__What is being asked__:
Answer these from the project description below:
(a) Which course and exercise is this file the deliverable for?
(b) Who introduced capsule networks?
(c) Why is less annotated data available for machine learning with 3D objects or scenes than for image recognition?

__Passage shown__:
▼

This file is the deliverable for the first Exercise of the course 194.077 Applied Deep Learning from TU Wien: https://tiss.tuwien.ac.at/course/courseDetails.xhtml?dswid=4761&dsrid=925&courseNr=194077&semester=2019W
My project aims to be a three dimensional generative adversarial network (GAN) for generating voxel models, using a three dimensional capsule network. CNNs are quite good when it comes to detecting features, but they do not take the part-to-whole-relation into account. The following picture illustrates this:
Source: https://towardsdatascience.com/capsule-networks-the-new-deep-learning-network-bd917e6818e8
This picture looks somewhat like a face, but more like an abstract painting, than an actual face. All of the features required for a face are there, but their alignment is odd, so are their relative sizes. For two dimensional settings this is not optimal, but the results of CNNs are still good enough, so it is not a problem. In three dimensional settings, this is different: spatial arrangements are more important, due to the extra dimension, especially when generating models.
Capsule networks were introduced by Geoffrey Hinton, who is not pleased with the pooling operations in CNNs:
The pooling operation used in convolutional neural networks is a big mistake and the fact that it works so well is a disaster. (Source)
They are a relatively new concept, but they have been used for GANs and for 3D data. To the best of my knowledge, this is the first attemt to use a GAN with a capsule network to generate a voxel model.
Machine learning with 3D objects or scenes is a relatively new area, therefore there is not as much annotated data available as for image recognition. Luckily in recent years this started to change, here you can find a good overview of available datasets.

▲

__Information provided__:
▼

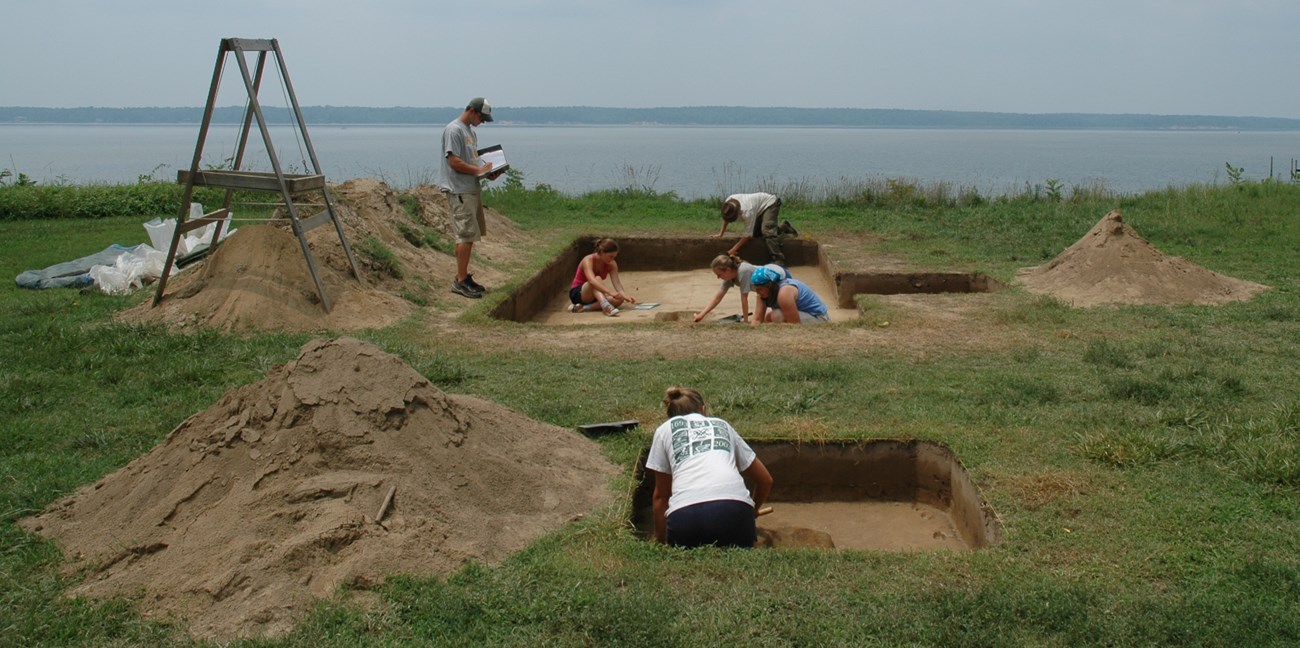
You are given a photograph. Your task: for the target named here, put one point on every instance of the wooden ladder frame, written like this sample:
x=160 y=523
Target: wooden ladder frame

▲

__Answer to this problem__:
(a) The first Exercise of the course 194.077 Applied Deep Learning from TU Wien.
(b) Geoffrey Hinton.
(c) Machine learning with 3D objects or scenes is a relatively new area.